• [Set exercise]:
Swap "Pick out" for "Mark" throughout the listing below and reproduce it otherwise unchanged, leaving out the pictures.

• [Available data]:

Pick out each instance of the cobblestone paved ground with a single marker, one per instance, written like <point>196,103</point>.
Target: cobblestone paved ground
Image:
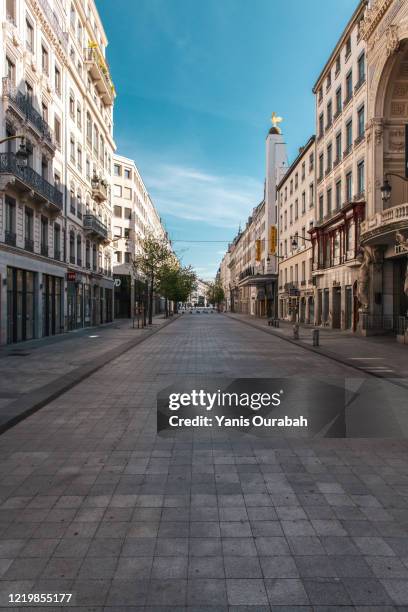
<point>93,502</point>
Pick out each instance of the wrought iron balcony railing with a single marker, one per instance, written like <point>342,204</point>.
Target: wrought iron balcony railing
<point>31,179</point>
<point>95,226</point>
<point>25,106</point>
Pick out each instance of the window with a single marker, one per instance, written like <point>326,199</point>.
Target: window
<point>329,113</point>
<point>44,111</point>
<point>329,157</point>
<point>72,149</point>
<point>72,105</point>
<point>338,100</point>
<point>338,65</point>
<point>29,35</point>
<point>311,195</point>
<point>10,220</point>
<point>361,69</point>
<point>57,241</point>
<point>329,201</point>
<point>11,71</point>
<point>79,250</point>
<point>349,85</point>
<point>349,187</point>
<point>360,177</point>
<point>361,122</point>
<point>349,135</point>
<point>89,129</point>
<point>348,47</point>
<point>338,147</point>
<point>321,125</point>
<point>57,80</point>
<point>29,228</point>
<point>44,235</point>
<point>45,60</point>
<point>79,116</point>
<point>338,195</point>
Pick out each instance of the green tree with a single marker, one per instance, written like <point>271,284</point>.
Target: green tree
<point>215,293</point>
<point>155,254</point>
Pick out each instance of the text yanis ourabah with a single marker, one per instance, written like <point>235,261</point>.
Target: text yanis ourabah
<point>218,400</point>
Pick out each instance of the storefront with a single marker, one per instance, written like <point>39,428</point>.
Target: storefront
<point>20,305</point>
<point>52,315</point>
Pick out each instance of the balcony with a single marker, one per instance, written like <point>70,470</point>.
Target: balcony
<point>347,151</point>
<point>10,238</point>
<point>95,227</point>
<point>27,179</point>
<point>53,20</point>
<point>359,84</point>
<point>99,71</point>
<point>23,106</point>
<point>359,139</point>
<point>347,100</point>
<point>384,224</point>
<point>99,189</point>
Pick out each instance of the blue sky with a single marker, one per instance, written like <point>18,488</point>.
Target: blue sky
<point>197,82</point>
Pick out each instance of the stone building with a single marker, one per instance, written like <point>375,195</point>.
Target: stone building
<point>134,217</point>
<point>383,280</point>
<point>55,257</point>
<point>296,217</point>
<point>341,107</point>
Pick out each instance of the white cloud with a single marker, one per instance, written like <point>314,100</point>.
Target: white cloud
<point>189,193</point>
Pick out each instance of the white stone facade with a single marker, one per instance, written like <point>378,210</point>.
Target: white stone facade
<point>55,216</point>
<point>296,217</point>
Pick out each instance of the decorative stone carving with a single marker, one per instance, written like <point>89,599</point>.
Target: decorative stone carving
<point>392,39</point>
<point>373,16</point>
<point>396,140</point>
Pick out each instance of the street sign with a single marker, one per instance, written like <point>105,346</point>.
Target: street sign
<point>273,234</point>
<point>257,250</point>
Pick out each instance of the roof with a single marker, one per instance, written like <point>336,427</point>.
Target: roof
<point>354,18</point>
<point>302,153</point>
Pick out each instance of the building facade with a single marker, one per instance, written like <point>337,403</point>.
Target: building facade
<point>341,108</point>
<point>296,217</point>
<point>55,214</point>
<point>249,269</point>
<point>134,217</point>
<point>383,279</point>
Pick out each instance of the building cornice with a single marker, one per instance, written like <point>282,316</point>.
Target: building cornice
<point>373,17</point>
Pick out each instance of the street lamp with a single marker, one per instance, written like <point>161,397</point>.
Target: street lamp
<point>95,181</point>
<point>386,186</point>
<point>22,153</point>
<point>295,240</point>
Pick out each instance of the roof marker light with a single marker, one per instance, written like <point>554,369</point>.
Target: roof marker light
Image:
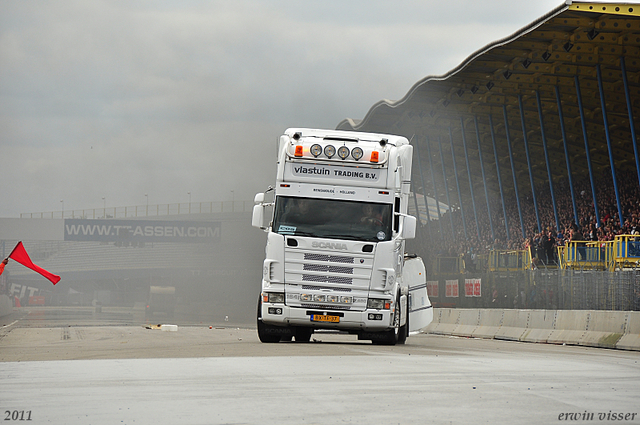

• [Correct output]:
Mark each instance of the cobblestone paved ground with a single marker, one per instance, written like <point>196,103</point>.
Target: cobblestone paved ground
Image:
<point>93,502</point>
Mark each instance of the wrought iron balcony railing with a single marker, one per instance, written like <point>342,204</point>.
Target: wrought iron balcony railing
<point>31,179</point>
<point>95,226</point>
<point>25,106</point>
Mark each instance of the window with a single marker, one per instance, written like <point>326,199</point>.
Target: window
<point>329,113</point>
<point>44,111</point>
<point>329,157</point>
<point>72,149</point>
<point>72,105</point>
<point>338,100</point>
<point>338,65</point>
<point>29,35</point>
<point>311,195</point>
<point>10,220</point>
<point>361,69</point>
<point>57,241</point>
<point>329,201</point>
<point>11,71</point>
<point>79,250</point>
<point>349,85</point>
<point>349,187</point>
<point>360,177</point>
<point>361,122</point>
<point>349,135</point>
<point>89,129</point>
<point>348,47</point>
<point>338,147</point>
<point>321,125</point>
<point>57,80</point>
<point>29,228</point>
<point>44,235</point>
<point>45,60</point>
<point>79,116</point>
<point>338,195</point>
Mark each instance of the green tree with a single marker, one per instance, written like <point>271,284</point>.
Target: green tree
<point>215,293</point>
<point>155,254</point>
Mark each instance of the text yanis ourabah with a single marker, one per instance, written like <point>235,261</point>.
Target: text yanis ourabah
<point>218,400</point>
Mark each instance of the storefront with a single marker, one per instance, written like <point>39,428</point>.
Target: storefront
<point>20,305</point>
<point>52,315</point>
Mark each instance of the balcony with a single marker, one per instance, written like <point>70,470</point>.
Target: balcony
<point>347,151</point>
<point>10,238</point>
<point>95,227</point>
<point>27,179</point>
<point>53,20</point>
<point>359,84</point>
<point>99,71</point>
<point>23,106</point>
<point>359,139</point>
<point>347,100</point>
<point>384,224</point>
<point>99,189</point>
Mark each instance of the blue sky with a single marker, one per instance, written like <point>18,488</point>.
Target: blue sky
<point>197,82</point>
Mark each instance of the stone building with a single marker, one per instance, written like <point>375,195</point>.
Target: stone building
<point>134,217</point>
<point>383,280</point>
<point>55,257</point>
<point>296,217</point>
<point>341,107</point>
Mark each instance of the white cloud with a single marker, one per instance, written like <point>314,100</point>.
Target: white cloud
<point>189,193</point>
Mark each instance of the white stone facade with a single marker, one per instance, written like <point>378,210</point>.
Target: white stone facade
<point>55,216</point>
<point>296,217</point>
Mark each instance of the decorative stone carving with a single marker, one per instance, written like <point>89,599</point>.
Target: decorative stone carving
<point>392,39</point>
<point>373,16</point>
<point>396,140</point>
Mark each instance of the street sign with a single marker, one per instance, written like <point>105,346</point>.
Target: street sign
<point>273,234</point>
<point>257,250</point>
Mark each instance of the roof with a single marker, one per instance, written like <point>336,427</point>.
Target: roof
<point>354,18</point>
<point>302,153</point>
Mark each instance of the building facade with a single marker, one per instance, written like <point>337,403</point>.
Target: building facade
<point>341,108</point>
<point>296,217</point>
<point>55,214</point>
<point>249,269</point>
<point>134,217</point>
<point>383,279</point>
Mark each instance of the building cornice with a single marker, one per instance, written like <point>282,316</point>.
Target: building cornice
<point>373,17</point>
Mark each instance of the street lamp with a single marker, one per instance, written like <point>161,397</point>.
Target: street lamp
<point>95,181</point>
<point>386,186</point>
<point>22,153</point>
<point>295,240</point>
Mark each instance of the roof marker light with a single marker, one per instance, written like <point>554,369</point>.
Target: roof marker light
Image:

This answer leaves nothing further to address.